Input data:
BEGIN
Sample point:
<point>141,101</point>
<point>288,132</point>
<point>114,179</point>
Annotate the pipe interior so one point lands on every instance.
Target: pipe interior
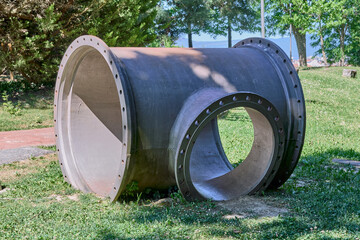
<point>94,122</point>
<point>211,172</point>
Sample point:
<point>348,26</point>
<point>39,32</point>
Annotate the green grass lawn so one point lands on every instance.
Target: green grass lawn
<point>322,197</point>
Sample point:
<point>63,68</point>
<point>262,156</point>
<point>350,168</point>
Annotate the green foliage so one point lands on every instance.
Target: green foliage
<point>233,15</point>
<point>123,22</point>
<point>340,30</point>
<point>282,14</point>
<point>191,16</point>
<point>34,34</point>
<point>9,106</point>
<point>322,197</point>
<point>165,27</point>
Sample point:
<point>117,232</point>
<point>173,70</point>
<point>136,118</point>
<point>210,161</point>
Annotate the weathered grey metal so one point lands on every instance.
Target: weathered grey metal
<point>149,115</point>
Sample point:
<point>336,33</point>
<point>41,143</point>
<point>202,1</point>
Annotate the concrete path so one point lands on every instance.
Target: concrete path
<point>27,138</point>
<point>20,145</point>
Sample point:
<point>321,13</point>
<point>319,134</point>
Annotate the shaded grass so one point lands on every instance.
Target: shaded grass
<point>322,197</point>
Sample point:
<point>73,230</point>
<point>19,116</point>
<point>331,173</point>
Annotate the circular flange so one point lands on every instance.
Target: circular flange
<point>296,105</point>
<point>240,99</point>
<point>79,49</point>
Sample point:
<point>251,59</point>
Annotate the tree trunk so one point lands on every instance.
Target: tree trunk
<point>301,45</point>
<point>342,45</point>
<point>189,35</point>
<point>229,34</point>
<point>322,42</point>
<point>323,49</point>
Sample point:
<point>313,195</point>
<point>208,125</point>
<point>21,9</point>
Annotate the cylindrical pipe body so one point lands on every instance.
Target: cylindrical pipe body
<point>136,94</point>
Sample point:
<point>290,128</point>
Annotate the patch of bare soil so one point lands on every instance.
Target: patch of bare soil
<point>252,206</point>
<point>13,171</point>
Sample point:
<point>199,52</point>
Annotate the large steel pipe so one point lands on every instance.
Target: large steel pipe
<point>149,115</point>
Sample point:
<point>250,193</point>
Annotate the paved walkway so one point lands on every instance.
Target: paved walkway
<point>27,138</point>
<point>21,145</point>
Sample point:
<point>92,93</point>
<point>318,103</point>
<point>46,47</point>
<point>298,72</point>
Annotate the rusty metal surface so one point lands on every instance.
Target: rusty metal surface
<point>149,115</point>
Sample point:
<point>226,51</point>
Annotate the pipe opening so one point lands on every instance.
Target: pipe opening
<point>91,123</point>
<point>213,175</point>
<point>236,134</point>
END
BEGIN
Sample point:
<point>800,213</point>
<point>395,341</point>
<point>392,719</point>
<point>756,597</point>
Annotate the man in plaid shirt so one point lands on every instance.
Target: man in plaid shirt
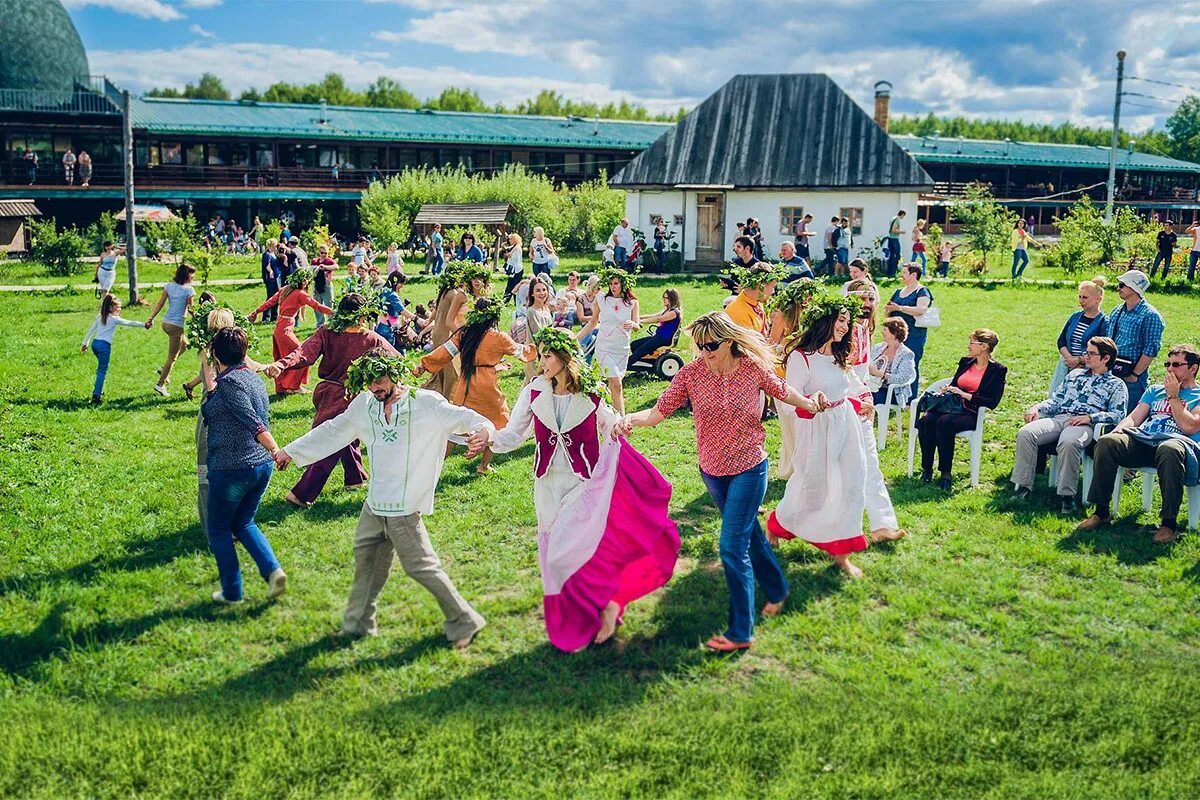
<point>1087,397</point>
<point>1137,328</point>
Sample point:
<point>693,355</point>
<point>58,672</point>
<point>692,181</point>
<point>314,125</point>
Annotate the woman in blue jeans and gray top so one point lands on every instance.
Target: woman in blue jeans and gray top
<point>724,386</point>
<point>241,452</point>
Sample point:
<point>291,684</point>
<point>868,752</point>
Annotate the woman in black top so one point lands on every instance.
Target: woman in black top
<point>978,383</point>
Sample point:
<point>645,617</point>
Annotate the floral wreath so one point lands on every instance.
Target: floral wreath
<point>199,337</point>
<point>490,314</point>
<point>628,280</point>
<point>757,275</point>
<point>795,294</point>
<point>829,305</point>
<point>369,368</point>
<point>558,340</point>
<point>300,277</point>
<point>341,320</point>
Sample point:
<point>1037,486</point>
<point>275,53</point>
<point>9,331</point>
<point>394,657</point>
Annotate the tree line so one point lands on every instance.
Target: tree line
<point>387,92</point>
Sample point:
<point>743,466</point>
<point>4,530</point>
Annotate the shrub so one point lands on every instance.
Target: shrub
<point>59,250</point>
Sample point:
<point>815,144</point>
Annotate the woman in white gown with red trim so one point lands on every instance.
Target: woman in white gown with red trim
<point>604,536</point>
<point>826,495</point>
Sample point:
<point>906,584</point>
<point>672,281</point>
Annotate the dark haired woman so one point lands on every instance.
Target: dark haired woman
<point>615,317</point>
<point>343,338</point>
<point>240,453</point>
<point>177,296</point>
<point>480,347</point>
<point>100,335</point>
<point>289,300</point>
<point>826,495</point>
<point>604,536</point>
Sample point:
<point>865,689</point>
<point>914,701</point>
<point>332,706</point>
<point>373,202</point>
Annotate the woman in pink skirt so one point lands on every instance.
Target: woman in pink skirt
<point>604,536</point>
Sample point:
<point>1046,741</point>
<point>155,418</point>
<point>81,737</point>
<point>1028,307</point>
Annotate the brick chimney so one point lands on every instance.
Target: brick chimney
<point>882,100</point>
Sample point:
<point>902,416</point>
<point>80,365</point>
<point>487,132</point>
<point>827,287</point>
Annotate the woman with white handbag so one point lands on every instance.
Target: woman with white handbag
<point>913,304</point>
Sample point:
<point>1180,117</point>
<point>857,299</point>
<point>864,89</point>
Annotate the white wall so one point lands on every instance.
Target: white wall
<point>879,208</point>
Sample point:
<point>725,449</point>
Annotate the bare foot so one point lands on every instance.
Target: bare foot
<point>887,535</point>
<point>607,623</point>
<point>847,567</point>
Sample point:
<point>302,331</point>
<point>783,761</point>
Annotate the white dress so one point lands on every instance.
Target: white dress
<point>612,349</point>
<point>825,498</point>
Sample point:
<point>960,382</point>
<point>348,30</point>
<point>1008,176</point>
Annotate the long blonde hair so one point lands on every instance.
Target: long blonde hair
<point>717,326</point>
END
Given the data above, transcribe exactly the lines from the one containing "Target: white wall" down to the one containing "<point>1008,176</point>", and no others.

Written solution:
Target: white wall
<point>879,208</point>
Sample point:
<point>725,449</point>
Annotate the bare foot so one point lands on every instance.
Target: bare foot
<point>887,535</point>
<point>607,623</point>
<point>847,567</point>
Sample point:
<point>302,331</point>
<point>783,761</point>
Annotate the white dress so one point lands on every instance.
Target: white dress
<point>612,349</point>
<point>825,498</point>
Sample point:
<point>960,382</point>
<point>348,30</point>
<point>1008,176</point>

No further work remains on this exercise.